# Records for this task start

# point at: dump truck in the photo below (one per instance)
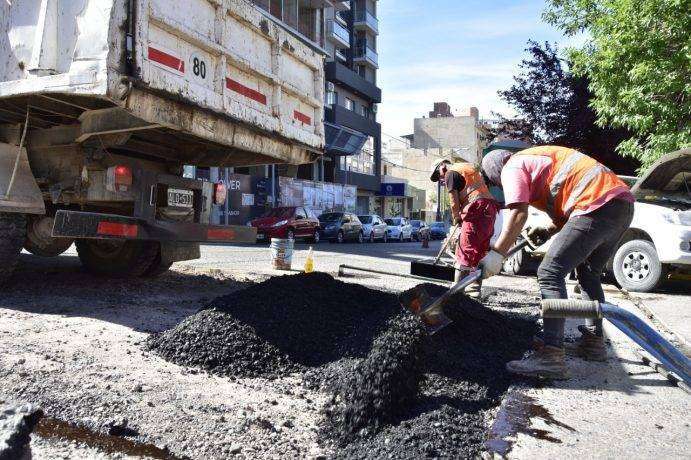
(103, 103)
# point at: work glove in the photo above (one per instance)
(491, 264)
(538, 236)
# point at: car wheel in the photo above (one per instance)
(637, 267)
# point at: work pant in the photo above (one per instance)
(585, 244)
(476, 232)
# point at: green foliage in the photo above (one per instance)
(638, 62)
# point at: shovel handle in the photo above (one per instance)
(446, 244)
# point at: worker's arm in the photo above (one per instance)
(455, 201)
(455, 183)
(518, 215)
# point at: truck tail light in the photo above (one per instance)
(220, 193)
(119, 178)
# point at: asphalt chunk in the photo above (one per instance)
(280, 326)
(397, 392)
(382, 386)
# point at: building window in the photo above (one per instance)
(331, 98)
(362, 162)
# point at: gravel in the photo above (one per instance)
(279, 326)
(16, 425)
(397, 392)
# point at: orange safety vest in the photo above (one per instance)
(575, 182)
(475, 187)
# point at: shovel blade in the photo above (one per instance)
(418, 301)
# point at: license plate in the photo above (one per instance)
(180, 198)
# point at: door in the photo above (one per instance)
(302, 225)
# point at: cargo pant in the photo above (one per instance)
(585, 244)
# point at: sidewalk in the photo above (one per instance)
(617, 409)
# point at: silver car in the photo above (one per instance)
(374, 228)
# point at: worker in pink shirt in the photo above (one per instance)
(473, 210)
(590, 209)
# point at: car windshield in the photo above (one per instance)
(280, 212)
(330, 217)
(365, 219)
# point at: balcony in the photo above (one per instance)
(341, 6)
(365, 54)
(339, 115)
(342, 75)
(338, 34)
(366, 20)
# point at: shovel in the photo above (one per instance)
(430, 309)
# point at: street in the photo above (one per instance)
(73, 344)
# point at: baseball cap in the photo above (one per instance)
(435, 169)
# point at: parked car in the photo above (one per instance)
(290, 222)
(438, 230)
(338, 227)
(658, 242)
(420, 229)
(374, 228)
(399, 229)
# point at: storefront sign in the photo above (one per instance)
(392, 189)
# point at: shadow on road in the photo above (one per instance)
(59, 286)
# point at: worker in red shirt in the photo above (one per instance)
(590, 209)
(473, 208)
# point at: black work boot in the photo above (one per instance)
(547, 362)
(588, 346)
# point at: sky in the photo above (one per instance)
(458, 51)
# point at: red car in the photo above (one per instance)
(291, 222)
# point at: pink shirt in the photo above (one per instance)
(523, 180)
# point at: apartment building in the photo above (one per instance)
(353, 136)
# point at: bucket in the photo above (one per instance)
(281, 253)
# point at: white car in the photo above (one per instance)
(399, 229)
(658, 242)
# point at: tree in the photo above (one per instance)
(638, 62)
(554, 109)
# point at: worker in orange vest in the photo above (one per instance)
(590, 208)
(474, 209)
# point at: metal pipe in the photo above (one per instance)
(648, 339)
(631, 325)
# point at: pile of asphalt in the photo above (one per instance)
(16, 425)
(283, 325)
(464, 379)
(398, 392)
(380, 387)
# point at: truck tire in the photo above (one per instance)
(118, 259)
(12, 235)
(39, 241)
(637, 266)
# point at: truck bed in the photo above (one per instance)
(202, 82)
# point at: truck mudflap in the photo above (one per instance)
(78, 224)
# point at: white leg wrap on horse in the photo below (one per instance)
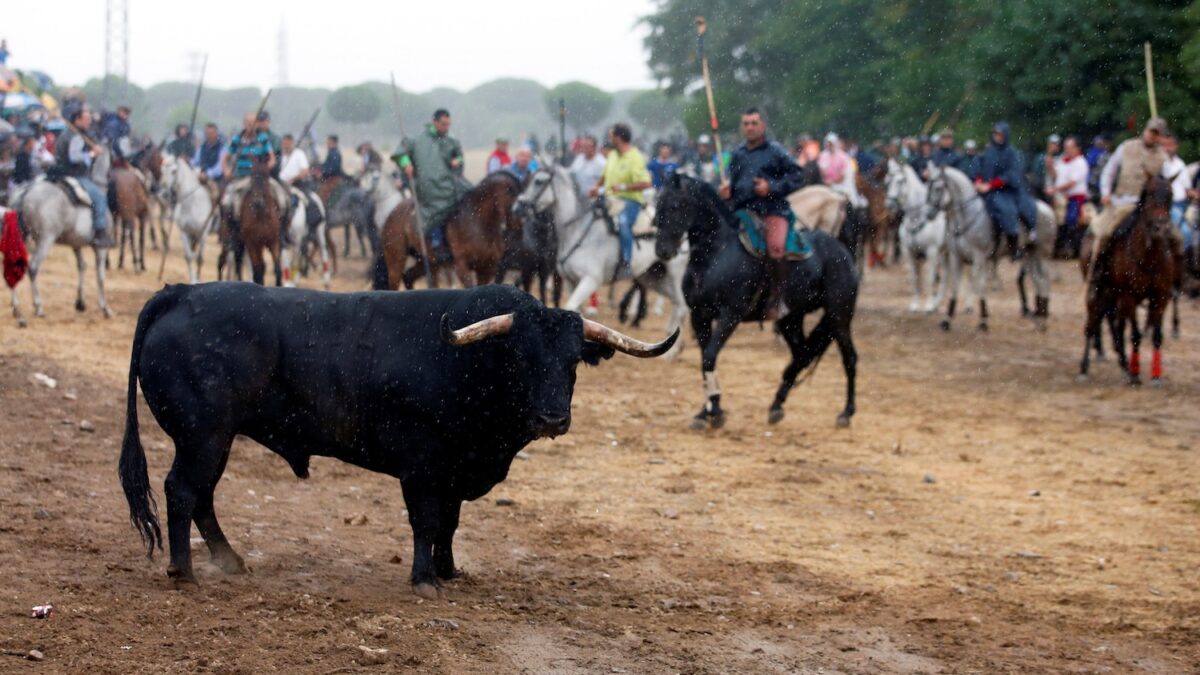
(711, 388)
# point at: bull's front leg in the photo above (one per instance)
(425, 515)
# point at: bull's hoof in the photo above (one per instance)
(229, 562)
(181, 578)
(425, 590)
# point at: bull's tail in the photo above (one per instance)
(132, 466)
(379, 273)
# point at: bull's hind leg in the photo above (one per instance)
(189, 488)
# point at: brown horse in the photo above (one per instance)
(475, 227)
(873, 185)
(132, 209)
(1135, 264)
(259, 223)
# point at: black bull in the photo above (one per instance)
(379, 380)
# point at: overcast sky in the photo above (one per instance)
(431, 43)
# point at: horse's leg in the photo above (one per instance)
(979, 268)
(712, 413)
(910, 267)
(102, 298)
(81, 268)
(954, 275)
(581, 293)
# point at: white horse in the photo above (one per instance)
(298, 230)
(970, 239)
(922, 240)
(192, 213)
(588, 254)
(52, 217)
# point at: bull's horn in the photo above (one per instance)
(475, 332)
(603, 334)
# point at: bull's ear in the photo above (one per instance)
(595, 352)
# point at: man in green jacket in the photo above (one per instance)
(432, 161)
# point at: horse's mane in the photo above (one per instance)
(706, 195)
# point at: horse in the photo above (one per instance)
(971, 239)
(130, 201)
(922, 239)
(192, 210)
(726, 285)
(588, 252)
(352, 209)
(300, 234)
(52, 217)
(259, 225)
(474, 227)
(395, 220)
(1137, 264)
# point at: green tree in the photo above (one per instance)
(586, 106)
(354, 105)
(654, 109)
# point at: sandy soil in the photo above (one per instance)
(983, 514)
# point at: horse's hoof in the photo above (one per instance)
(425, 590)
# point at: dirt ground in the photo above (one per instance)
(985, 513)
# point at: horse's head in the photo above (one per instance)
(939, 196)
(679, 204)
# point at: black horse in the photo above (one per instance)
(725, 285)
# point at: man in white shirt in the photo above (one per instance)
(588, 165)
(1071, 181)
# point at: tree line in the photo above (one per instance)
(873, 69)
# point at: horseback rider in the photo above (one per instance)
(1001, 183)
(245, 149)
(432, 161)
(762, 174)
(1125, 175)
(73, 157)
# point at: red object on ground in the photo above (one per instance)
(12, 248)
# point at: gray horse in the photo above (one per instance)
(971, 239)
(52, 217)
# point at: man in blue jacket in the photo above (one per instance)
(1000, 179)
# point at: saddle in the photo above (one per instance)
(753, 234)
(73, 190)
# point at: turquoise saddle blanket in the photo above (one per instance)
(753, 233)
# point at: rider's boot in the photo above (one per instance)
(778, 272)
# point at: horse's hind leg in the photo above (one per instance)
(101, 297)
(81, 268)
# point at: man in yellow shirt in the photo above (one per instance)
(624, 177)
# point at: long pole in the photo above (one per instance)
(417, 199)
(562, 131)
(701, 28)
(196, 102)
(1150, 81)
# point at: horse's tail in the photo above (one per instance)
(379, 273)
(132, 465)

# Records for this task end

* [Work to do]: Look above for the line containing "# point at: red object"; copy from it through the last line, exactly, and nothing more.

* [The reply]:
# point at: red object on ground in the photo above (one per instance)
(12, 248)
# point at: gray horse in the photo above (one per instance)
(971, 239)
(52, 217)
# point at: man in blue jacket in the photo above (one per instance)
(1000, 179)
# point at: saddle in the photo above (one per instance)
(753, 234)
(73, 190)
# point at: turquoise saddle blanket in the photo above (one per instance)
(753, 233)
# point at: rider's boot in the photo above (one per instance)
(778, 272)
# point at: horse's hind leg in the photo above (one per instance)
(101, 297)
(81, 268)
# point at: man in yellow shirt in the photo above (one per instance)
(624, 177)
# point at: long pole in the photo above (one per instance)
(417, 199)
(562, 131)
(701, 28)
(196, 102)
(1150, 81)
# point at: horse's tail in the photo above (one per instance)
(379, 273)
(132, 465)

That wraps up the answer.